▶ [SUPPLIED PASSAGE]
========================

Foreign Policy Magazine: They Killed My Lawyer. A story of Putin’s Russia.
December 25, 2009
Sergei Magnitsky was our attorney, and friend, who died under excruciating circumstances in a Moscow pre-trial detention center on Nov. 16, 2009. His story is one of extraordinary bravery and heroism, and ultimately tragedy. It is also a story about how Stalinism and the gulags are alive and well in Russia today.
Ultimately Sergei died for a principle — he died because believed in the rule of law in Russia. When he stumbled upon an enormous fraud against his clients and the Russian government, he thought he was simply doing the right thing by reporting it. He never imagined that he would die for his efforts.
The precise circumstances of his death are still unclear. We do know Sergei died suddenly at the age of 37, after an 11-month detention. At first, the detention center where he died said the cause of his death was a rupture to his abdominal membrane, but on the same day the prison officials changed their story, saying he had died of a heart attack. They refused his family’s request to conduct an independent autopsy. His diaries are reported to be missing.
Time: The Danger of Doing Business in Russia
December 19, 2009
On Oct. 13, Russian lawyer Sergei Magnitsky, imprisoned on tax evasion charges, told Russian Interior Ministry investigators that he was being denied medical care and subjected to “inhumane and humiliating conditions” in Moscow’s notorious Butyrka jail. The treatment, he said, resulted from his refusal to give false testimony against himself and others. A month later, Magnitsky, 37, was dead. The Interior Ministry, which had charged the lawyer with conspiring to help William Browder, head of the London-based investment firm Hermitage Capital, allegedly evade more than $3 million in taxes, said it had not been aware that he had been ill. In prison notes released by his attorneys, however, Magnitsky repeatedly complained about being refused treatment for pancreatitis, a condition his friends and colleagues say led to his death.
WSJ: Russia Fires Prison Officials Amid Inquiry Into Lawyer’s Death
December 11, 2009
MOSCOW — Russian President Dmitry Medvedev fired several top prison officials after an internal investigation found procedures were violated in the treatment of Sergei Magnitsky, a lawyer who died in a Moscow jail awaiting trial last month, a top official said Friday.
The sackings fall short, however, of the broader inquiry into alleged police and judicial corruption that Mr. Magnitsky’s former colleagues have called for.
“Nobody is looking at why Sergei was put in prison in the first place and why his conditions were made so bad,” said Jamison Firestone, managing partner of the Moscow law firm where Mr. Magnitsky worked. “It’s a total cover-up.”

========================

▶ [EXERCISE DATA]
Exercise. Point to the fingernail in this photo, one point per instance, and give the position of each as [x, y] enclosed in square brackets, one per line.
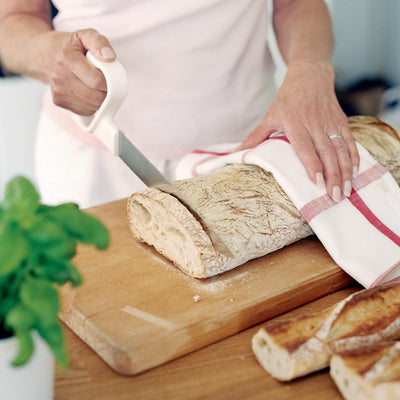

========================

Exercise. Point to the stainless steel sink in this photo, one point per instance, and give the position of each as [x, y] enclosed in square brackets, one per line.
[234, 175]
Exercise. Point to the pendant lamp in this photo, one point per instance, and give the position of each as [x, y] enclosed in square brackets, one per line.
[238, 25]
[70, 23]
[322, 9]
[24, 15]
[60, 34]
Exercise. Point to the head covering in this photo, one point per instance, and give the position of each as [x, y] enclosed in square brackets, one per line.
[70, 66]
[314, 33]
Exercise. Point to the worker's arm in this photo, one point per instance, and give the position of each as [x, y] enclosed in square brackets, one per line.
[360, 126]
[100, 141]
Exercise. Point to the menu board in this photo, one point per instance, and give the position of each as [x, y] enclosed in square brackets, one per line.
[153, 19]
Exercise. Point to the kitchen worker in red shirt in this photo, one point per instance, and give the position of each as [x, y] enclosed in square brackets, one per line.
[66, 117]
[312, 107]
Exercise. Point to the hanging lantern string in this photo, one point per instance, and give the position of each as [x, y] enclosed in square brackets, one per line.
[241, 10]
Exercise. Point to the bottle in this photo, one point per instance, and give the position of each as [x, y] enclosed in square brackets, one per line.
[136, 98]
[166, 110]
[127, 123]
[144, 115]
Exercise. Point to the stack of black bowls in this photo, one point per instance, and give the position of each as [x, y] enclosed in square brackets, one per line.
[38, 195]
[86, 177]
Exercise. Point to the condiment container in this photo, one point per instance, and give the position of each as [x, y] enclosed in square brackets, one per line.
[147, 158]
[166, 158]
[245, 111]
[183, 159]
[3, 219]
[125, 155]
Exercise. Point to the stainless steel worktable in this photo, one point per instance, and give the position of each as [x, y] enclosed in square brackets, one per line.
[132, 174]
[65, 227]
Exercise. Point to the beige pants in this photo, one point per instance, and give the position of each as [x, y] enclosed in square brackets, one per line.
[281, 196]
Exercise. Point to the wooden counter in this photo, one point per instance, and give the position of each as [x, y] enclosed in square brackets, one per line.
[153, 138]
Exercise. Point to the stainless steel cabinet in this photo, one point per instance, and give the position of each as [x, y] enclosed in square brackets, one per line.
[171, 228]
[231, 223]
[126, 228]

========================

▶ [WHAT TO WORK ON] Continue the news excerpts on Sergei Magnitsky's death from where they stop.

▶ [TASK ANSWER]
Daily Express: LAWYER DIES IN MOSCOW JAIL DAYS BEFORE RELEASE
November 22, 2009
SERGEI Magnitsky, a Russian lawyer who was campaigning against fraud and corruption, died in a notorious Moscow jail last week just days before he was due to be released. He had been kept there without trial for 12 months.
Hermitage Lawyer Dies in Russian Jail
November 17, 2009
A lawyer for investment fund Hermitage Capital Management, jailed on tax charges related to his work for the fund, has died in custody, Irina Dudukina, spokeswoman for the Investigative Committee of Russia’s Interior Ministry said Tuesday.
She provided no further details, saying a release would be issued later. Sergei Magnitsky and his colleagues had accused authorities of denying him necessary medical treatment in prison.
Mr. Magnitsky, a 37-year-old partner at Moscow firm Firestone Duncan, was jailed nearly a year ago on charges of tax evasion related to his work for Hermitage. At a court hearing on extending his detention in September, he complained that he had been denied medical treatment for weeks for serious stomach pancreatic illnesses that he hadn’t suffered from before his imprisonment. He also complained of inhumane conditions — including the absence of toilet, hot water and windows — at the Butyrskaya jail where he was then being held.
“They held him for 11 months, asking him to fabricate testimony against Hermitage,” said Jamison Firestone, managing partner of Firestone Duncan. “The more he refused, the worse his conditions became.”
If convicted of tax fraud, Mr. Magnitsky would have faced up to six years in prison. Russian officials have denied pressuring Mr. Magnitsky for testimony.
Hermitage, run by U.S.-born investor William Browder, denies the tax-evasion charges. The fund has accused officials of the Russian Interior Ministry of using documents and seals taken from Hermitage during a 2007 search to steal companies used by the fund and apply for $230 million in fraudulent tax refunds from the Russian government. The ministry denies those charges.
Mr. Browder was one of the best-known foreign investors in Russia, with a reputation for publicly crusading against waste and mismanagement at Russia state-controlled companies. But Russian authorities stripped him of his visa in 2005 on national-security grounds and he hasn’t been able to return since. The Interior Ministry says he’s been charged with tax evasion, allegations he denies.